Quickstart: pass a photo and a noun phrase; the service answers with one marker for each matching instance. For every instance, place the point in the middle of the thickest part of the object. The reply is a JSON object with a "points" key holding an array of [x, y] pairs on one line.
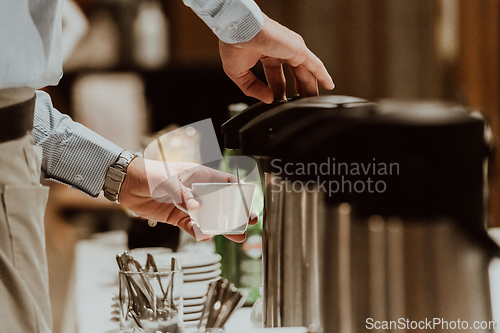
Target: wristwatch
{"points": [[116, 175]]}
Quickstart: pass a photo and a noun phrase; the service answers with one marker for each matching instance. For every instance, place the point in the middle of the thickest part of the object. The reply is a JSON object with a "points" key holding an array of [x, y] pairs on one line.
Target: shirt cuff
{"points": [[72, 153], [233, 21]]}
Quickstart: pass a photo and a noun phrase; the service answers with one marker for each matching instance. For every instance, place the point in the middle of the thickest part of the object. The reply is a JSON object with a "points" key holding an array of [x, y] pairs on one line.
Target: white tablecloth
{"points": [[97, 279]]}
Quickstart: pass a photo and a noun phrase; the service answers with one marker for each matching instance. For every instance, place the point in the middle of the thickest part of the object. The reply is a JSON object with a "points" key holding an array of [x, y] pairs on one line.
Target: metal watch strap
{"points": [[116, 174]]}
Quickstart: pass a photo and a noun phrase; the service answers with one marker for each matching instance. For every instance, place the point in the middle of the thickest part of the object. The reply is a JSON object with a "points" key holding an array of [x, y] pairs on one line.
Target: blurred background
{"points": [[134, 68]]}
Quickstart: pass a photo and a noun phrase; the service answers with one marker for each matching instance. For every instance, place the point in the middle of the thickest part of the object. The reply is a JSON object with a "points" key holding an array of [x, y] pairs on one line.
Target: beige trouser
{"points": [[24, 292]]}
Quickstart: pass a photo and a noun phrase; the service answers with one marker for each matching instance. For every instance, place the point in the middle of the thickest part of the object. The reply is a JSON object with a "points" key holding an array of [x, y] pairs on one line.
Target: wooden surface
{"points": [[479, 77]]}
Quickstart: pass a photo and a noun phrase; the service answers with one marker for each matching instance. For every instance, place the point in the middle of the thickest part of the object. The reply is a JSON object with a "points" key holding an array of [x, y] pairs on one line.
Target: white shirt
{"points": [[30, 39], [30, 36]]}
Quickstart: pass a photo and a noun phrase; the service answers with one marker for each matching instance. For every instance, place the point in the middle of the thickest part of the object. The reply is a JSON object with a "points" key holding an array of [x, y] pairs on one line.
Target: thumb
{"points": [[172, 190]]}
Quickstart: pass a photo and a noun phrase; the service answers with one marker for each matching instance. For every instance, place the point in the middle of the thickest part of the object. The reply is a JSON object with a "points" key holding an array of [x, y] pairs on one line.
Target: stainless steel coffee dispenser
{"points": [[373, 213]]}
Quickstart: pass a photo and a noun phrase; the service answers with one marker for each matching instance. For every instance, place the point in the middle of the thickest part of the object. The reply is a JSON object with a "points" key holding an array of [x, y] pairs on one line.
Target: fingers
{"points": [[306, 84], [276, 80], [253, 218], [253, 87], [316, 69], [237, 238]]}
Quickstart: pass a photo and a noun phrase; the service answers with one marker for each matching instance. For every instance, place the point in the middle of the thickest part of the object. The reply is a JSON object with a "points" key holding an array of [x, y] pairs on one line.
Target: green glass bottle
{"points": [[242, 263]]}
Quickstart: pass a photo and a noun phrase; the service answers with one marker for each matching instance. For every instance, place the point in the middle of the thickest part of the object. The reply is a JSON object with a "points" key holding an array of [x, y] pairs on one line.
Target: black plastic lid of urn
{"points": [[418, 160], [257, 135]]}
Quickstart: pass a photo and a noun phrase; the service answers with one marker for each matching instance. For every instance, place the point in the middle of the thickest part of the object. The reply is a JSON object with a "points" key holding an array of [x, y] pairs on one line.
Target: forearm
{"points": [[233, 21], [72, 153]]}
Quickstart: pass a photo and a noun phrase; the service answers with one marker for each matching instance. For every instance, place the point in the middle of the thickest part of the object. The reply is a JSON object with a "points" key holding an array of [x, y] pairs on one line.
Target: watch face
{"points": [[116, 174]]}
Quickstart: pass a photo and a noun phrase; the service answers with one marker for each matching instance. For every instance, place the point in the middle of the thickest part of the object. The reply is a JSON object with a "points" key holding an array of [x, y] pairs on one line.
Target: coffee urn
{"points": [[373, 213]]}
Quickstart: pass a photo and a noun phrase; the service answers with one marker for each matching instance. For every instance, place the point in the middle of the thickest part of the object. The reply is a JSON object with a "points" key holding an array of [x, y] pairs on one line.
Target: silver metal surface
{"points": [[330, 270]]}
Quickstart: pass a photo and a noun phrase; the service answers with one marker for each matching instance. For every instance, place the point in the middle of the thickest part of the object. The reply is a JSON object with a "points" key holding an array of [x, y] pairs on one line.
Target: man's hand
{"points": [[136, 195], [273, 46]]}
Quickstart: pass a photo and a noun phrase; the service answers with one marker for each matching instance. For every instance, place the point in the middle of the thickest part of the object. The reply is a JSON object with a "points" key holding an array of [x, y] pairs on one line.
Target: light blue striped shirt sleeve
{"points": [[233, 21], [72, 153]]}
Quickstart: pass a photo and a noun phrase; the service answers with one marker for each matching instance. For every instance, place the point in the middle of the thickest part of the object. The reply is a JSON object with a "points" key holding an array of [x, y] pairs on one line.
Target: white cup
{"points": [[224, 207]]}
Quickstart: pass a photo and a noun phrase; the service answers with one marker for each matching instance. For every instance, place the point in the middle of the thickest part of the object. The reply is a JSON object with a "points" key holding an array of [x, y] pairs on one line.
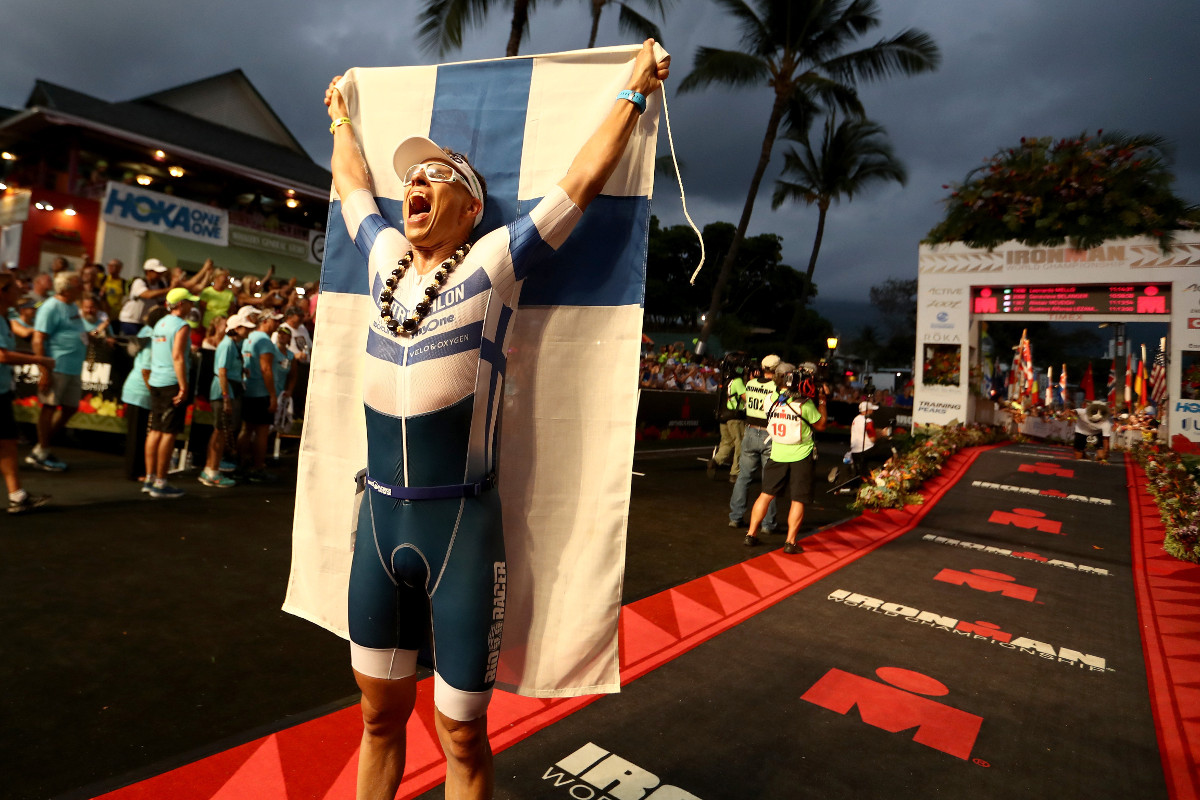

----

# EXERCISE OBJECTIVE:
In your copy, the listing above should appear word for word, with no images.

# ANSWER SECTION:
Quickstart: pass a photo and a noun phrase; the service answers with one marker for each matching instance. For every instance, place the point in the middle of the thickest part of the object. The reply is a JSON object with a "points" key holding an array of [x, y] pairs on one line.
Target: wristwatch
{"points": [[116, 175]]}
Quickstart: pass a photo and a noun phrase; the service answers with one marker for each matching instance. For every instance, place the point in the middle of the thickest part of the object. The reply is a JSON object with a "points" key holding an array of [x, y] pairs on one line.
Target: shirt cuff
{"points": [[72, 153], [233, 21]]}
Quickstart: pass a photo and a noun phrase; the service answers with one marker for each matching instance. For every instance, place the point in the middle of the thickest part of the object. The reply is a JSON object with a "points" key holding an array of [x, y] pairs on one line.
Target: white tablecloth
{"points": [[97, 279]]}
Quickstart: pass a photo and a noun phrase; the service answers with one marker for each matching instance. For every instance, place the point in the middle of the thickest part of the object. The reply is a JSON object with a "points" key holding an array of [x, y] pairs on one line.
Target: metal watch strap
{"points": [[116, 174]]}
Quickstart: pass a photo and a noun phrase; the service answers with one marker for each matching instance. For every instance, place the point in the middle of the thickest part of the object. The reply is a JSON object with a "points" key holding an array of [x, y] pairs on one line.
Target: blurred background
{"points": [[134, 68]]}
Quickstart: pass a photo and a noun phrase; the service answers with one marker for each matching instance. For every instance, place the point in the middle of the thickest part of the object. The reply is a JSON object with a "points" key holding an array of [x, y] pairs on one line.
Target: beige trouser
{"points": [[24, 292]]}
Quickstart: pass a photo and a noun phrase; the service answers with one marker for each matching instance. For every instance, place the point in the middle of the thickest part of the object. The reply is a JSON object with a "points" key holding an array of [x, y] pairs on one line.
Target: wooden surface
{"points": [[479, 77]]}
Quickstart: pass a photo and a noun phrase; the service answers with one marker for each matching instance. For every instance, place the point in the middle of the thickest part of the object. The reply is a JSON object with a "points" key holding an array of [x, y] pairs on one line.
Target: white shirt
{"points": [[30, 39], [30, 36]]}
Quickstart: pass a photo and a noun phrase; the service answers with one marker for each matching instance. For every instance, place the point in the middle of the thickest part of the object. The reply is a JSON object with a "points" key holding an array of [x, y] pairs on one line.
Target: thumb
{"points": [[172, 190]]}
Quickstart: pass a photo and a noun phrase; the service answers with one marker for each matching instance. For every instance, place the point in the middle of the thickest part of the object. The reply is a JSON object with a "points" key holding an array of [x, y] pairs on one line.
Target: stainless steel coffee dispenser
{"points": [[373, 213]]}
Quickstart: pass a photo and a noun phrase; the service answers with one marker for each matching instance. For every instance, place the point in the middle of the thickest part of the object. The reply is a JSON object with a "points" key holding an array of [x, y] pairs on one line.
Target: fingers
{"points": [[306, 84], [276, 80], [253, 218], [253, 87], [316, 69], [237, 238]]}
Quickstart: pass a photo and a noun phrase; the service answers with one marker for each matching instance. For every instance, place the point in the middle of the thickest part of the object. The reply is a JSON object with a "points" key holding an array of [x, y] pairs on one line.
Target: green glass bottle
{"points": [[242, 263]]}
Quickstart: pass a photo and a noun phrase; the service answers with one marker for each matching instance. For every instance, place the point in the middle of the thickest part of the object. The reply is a JSON object with a "points" key holding an array of [x, y] pairs on one line.
Target: black plastic lid of urn
{"points": [[418, 160], [257, 135]]}
Quickstart: pass a photo and a noun phrase; the service answers with one marker for each matching instance. For every instance, place the point in the middle of the thickest part of the object. The reply is a JSON object with a "points" key holding an array of [x, y] pairs on one line.
Target: forearm
{"points": [[233, 21], [72, 153]]}
Quickstart: pass a photo and a noun phrase; the service answers with one marker for each matching instance. For every instance, place the point in the middle of the thickest part of the object. The reply is a JSON object with a "points" key holding an array of [x, y] pairs on one line.
Target: watch face
{"points": [[116, 174]]}
Quickstart: pass a photo and a noun phrase; the service answers with one marker for each matching instance. For every instance, place the point in the middle of the thickest part of the object. The reply is a JSON object with a "points" key holding an array of [x, y] pairs on one line.
Target: coffee urn
{"points": [[373, 213]]}
Quickstart: pass a photo and a noun phrase; the service answers with one marker for each matching instance. For every instance, place the point in the middle of the thickest part of the object. The reply is a JSON object with a "points" key holding an array of [x, y] pairs on one line.
Target: silver metal surface
{"points": [[330, 270]]}
Quickstart: pass a photo and a noun phrase; the service answers with one marker for each matching instance. For every instance, place the point in the middle of the thickest part of the object. The reply is a JSON object with a "points" key holding an array of [x, y] pairs on one line.
Target: man's hand
{"points": [[136, 195], [273, 46]]}
Quickstart: pass a photo and a noun phrase; the service answers with one marker for each matching instance. For every instance, place the point in the middle of the thickest part of the object. The reply is a JSON object with a "points" key holding an array of [x, y] pairs on one line.
Target: light blue striped shirt sleeve
{"points": [[233, 21], [72, 153]]}
Quickstart: pass a photo and a noun phrase; the service answers with one marker for each matching instance. For every instance, place the point in the middle of the thickest part of the object. The reply is a JSON object with a "points" key holding an array of [x, y] pairs on one line.
Target: white cup
{"points": [[224, 207]]}
Quickstart: pass a photo and a noun phrase; the service answers with one marker for each matching instance. For every instance, place the point in the middle of the thickest part of the object. The reply is a JSON object with a "points" key holding an array of [x, y] pairs on one line.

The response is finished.